### EXERCISES
a) From the baby bird rescue thread, list each thing the bird did once it was inside, according to the first post.
b) Carry on the baby bird rescue thread from the end of the last reply shown.

### TEXT SECTION
# Baby bird rescue



## cylaura (Jan 13, 2011)

I work on a college campus, and I have to take the bus to and from work because there is not a lot of parking on campus. As I was walking from the bus stop back to my apartment yesterday afternoon, I saw something flapping around on the side of the road. I went to see what it was, and it turns out it was a tiny baby bird! He was soooo small, and the way he was moving made it appear that one of his wings was injured. I looked around to see if I could find nest or anything, but I didn't see anything, except for two other babies that were already dead.  I'm thinking that maybe a cat or something else got to the nest but then got scared off by a car (the street is off the highway so pretty busy). Since he seemed to be hurt, I made the decision to rescue the little bird and try and get him someplace safe. 

Once I got him inside, I set him up in a shoebox with one of Liam's old liners inside. He was able to stand up and hop on his own, but every time he tried to flap his wings he would just fall over and go in circles because the one wing wasn't working as well. He seemed pretty healthy otherwise - he kept chirping and even opened his mouth for food! I was able to locate a wildlife rescue center only about 20 minutes away and took him there yesterday afternoon. The staff was really nice and even gave me a case number so that I could call up in a couple of days and see how he's doing.  

Anyways, I just figured I would share this story with HHC, since I'm sure all of you will appreciate it much more than most people I know! It definitely made me feel like I'd done my good deed for the day. Hopefully little "chirpy" will pull through okay!


----------



## Lilysmommy (Jan 7, 2009)

Awwwww, adorable little guy! I'm so glad you saw him and got him to a wildlife rescue.  I work at one, and we get tons of baby songbirds during the spring and summer, mostly ones that have just fallen out of their nest. Working at the pet store on Sunday, I had a customer bring in a baby sparrow that her neighbors had found. She was new to the area and didn't know where to take him. I ended up keeping him at the store with me and getting some food/water in him until I could take him to the rescue. He ended up dying after I handed him over though.  We figure he must've been on the sidewalk for too long to be able to bounce back. I hope your little guy does okay though! Sounds like he was pretty strong other than the wing. Keep us updated as well?

### STORED ROWS
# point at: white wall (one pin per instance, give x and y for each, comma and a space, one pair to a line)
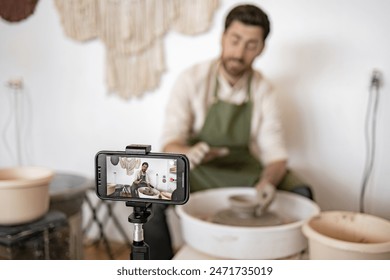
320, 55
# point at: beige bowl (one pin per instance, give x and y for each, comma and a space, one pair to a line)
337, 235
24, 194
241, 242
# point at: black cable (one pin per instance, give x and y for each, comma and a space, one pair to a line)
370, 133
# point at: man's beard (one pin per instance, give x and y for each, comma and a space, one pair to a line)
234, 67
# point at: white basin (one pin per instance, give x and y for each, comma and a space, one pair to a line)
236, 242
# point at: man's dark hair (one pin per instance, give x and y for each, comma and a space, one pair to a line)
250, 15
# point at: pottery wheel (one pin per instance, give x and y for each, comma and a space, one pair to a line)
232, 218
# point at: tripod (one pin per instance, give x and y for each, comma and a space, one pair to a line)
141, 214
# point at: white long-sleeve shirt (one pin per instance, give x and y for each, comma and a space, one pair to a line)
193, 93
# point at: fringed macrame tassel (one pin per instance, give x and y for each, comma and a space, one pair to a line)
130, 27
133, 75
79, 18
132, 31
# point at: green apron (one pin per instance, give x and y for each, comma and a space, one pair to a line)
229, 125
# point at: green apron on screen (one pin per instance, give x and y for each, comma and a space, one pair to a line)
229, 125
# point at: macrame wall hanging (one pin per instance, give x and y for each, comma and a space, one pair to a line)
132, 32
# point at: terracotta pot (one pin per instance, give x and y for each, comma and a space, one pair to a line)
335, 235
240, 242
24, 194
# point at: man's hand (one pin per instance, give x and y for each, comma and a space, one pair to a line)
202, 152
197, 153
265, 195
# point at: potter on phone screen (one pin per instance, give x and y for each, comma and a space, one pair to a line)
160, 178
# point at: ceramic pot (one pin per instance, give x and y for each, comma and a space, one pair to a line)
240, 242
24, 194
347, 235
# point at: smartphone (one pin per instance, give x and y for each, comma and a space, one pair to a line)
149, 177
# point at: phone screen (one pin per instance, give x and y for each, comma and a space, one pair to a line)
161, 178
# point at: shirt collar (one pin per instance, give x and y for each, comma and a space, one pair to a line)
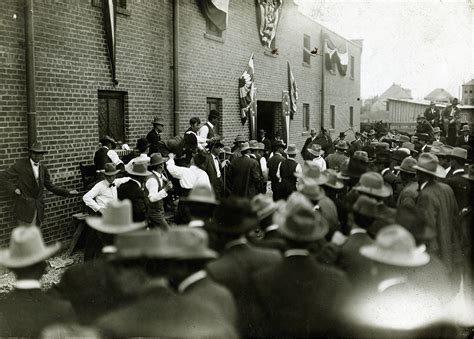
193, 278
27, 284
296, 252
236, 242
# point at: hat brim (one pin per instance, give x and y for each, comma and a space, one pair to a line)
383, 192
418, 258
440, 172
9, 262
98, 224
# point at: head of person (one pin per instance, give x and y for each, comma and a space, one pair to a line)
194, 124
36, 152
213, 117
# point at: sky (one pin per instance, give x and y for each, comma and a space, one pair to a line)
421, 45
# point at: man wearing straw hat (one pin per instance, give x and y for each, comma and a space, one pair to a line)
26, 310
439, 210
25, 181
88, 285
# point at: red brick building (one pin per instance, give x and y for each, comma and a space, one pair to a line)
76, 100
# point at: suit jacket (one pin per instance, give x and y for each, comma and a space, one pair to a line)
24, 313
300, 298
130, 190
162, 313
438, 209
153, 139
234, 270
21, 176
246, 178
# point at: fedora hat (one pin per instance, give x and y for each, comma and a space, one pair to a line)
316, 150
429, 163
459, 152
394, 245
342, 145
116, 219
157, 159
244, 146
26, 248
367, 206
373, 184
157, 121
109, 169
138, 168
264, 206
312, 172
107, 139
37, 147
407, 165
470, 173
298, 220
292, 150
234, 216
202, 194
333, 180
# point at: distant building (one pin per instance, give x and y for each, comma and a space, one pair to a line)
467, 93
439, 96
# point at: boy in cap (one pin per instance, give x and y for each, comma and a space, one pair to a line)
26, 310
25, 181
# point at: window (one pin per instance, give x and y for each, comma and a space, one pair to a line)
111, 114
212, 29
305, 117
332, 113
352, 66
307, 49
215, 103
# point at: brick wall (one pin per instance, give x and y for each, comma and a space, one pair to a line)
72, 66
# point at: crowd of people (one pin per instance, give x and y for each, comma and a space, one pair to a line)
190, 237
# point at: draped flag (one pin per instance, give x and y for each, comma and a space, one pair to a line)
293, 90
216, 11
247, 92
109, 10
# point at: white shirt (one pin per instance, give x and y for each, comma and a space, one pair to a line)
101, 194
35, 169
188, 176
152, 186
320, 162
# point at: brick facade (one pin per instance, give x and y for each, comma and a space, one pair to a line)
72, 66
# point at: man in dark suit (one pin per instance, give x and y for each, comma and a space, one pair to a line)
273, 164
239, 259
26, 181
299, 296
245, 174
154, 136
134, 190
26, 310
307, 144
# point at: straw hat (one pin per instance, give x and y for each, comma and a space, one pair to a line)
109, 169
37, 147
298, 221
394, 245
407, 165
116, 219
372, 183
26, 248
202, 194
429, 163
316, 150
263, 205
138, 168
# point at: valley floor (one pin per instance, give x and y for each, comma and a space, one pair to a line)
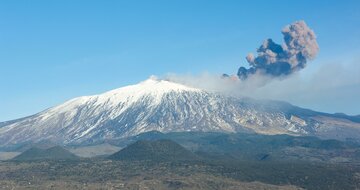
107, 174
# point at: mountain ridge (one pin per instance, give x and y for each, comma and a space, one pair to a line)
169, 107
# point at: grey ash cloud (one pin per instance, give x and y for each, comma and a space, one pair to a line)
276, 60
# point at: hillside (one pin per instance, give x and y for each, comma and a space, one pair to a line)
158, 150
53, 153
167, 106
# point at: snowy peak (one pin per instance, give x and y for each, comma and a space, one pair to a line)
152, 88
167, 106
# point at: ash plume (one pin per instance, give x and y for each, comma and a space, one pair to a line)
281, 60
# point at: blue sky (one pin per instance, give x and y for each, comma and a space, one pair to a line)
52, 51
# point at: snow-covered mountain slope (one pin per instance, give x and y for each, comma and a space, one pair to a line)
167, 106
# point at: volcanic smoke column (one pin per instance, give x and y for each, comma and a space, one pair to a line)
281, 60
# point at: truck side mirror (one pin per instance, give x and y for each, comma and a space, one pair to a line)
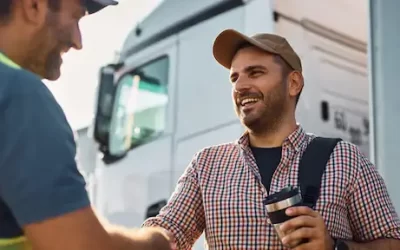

### TASK-BY-TASK OUTPUTS
a)
- It stood up.
- It hopped on its own.
- It fell over and went in circles whenever it tried to flap its wings.
- It kept chirping.
- It opened its mouth for food.

b)
----------



## PJM (May 7, 2010)

I'm so glad you found him & I hope he's alright. What a cutie.


----------



## cylaura (Jan 13, 2011)

I'm going to call them tomorrow and get an update for sure - hopefully he pulls through! I have no idea how long he was out of his nest but I got him to the rescue within an hour of finding him, so hopefully that helps a bit.  Visiting the rescue station made me want to volunteer there, I could hear all these little birdies chirping away when I was in the office. I just need to figure out a way to make the days 30 hours long so I have enough time!


----------



## Lilysmommy (Jan 7, 2009)

If you can find the time, it's so much fun! Most of what I do at the shelter I work at is clean cages, wash dishes, etc., but sometimes I get to play Mama Birdy and go feed the chicks we have, and right now we have kittens to play with.  Plus it gets me around birds of prey, which I absolutely LOVE. I wish I could go more often, but the shelter I go to is about 45 minutes away, so I can't get out there more than once a week most of the time.


----------



## hedgiegirl1214 (Jan 14, 2011)

Lucky Chirpy! I'm glad you found him. Maybe you should rename Chirpy, Lucky.


----------



## SaltAndExtraPepper (Mar 4, 2011)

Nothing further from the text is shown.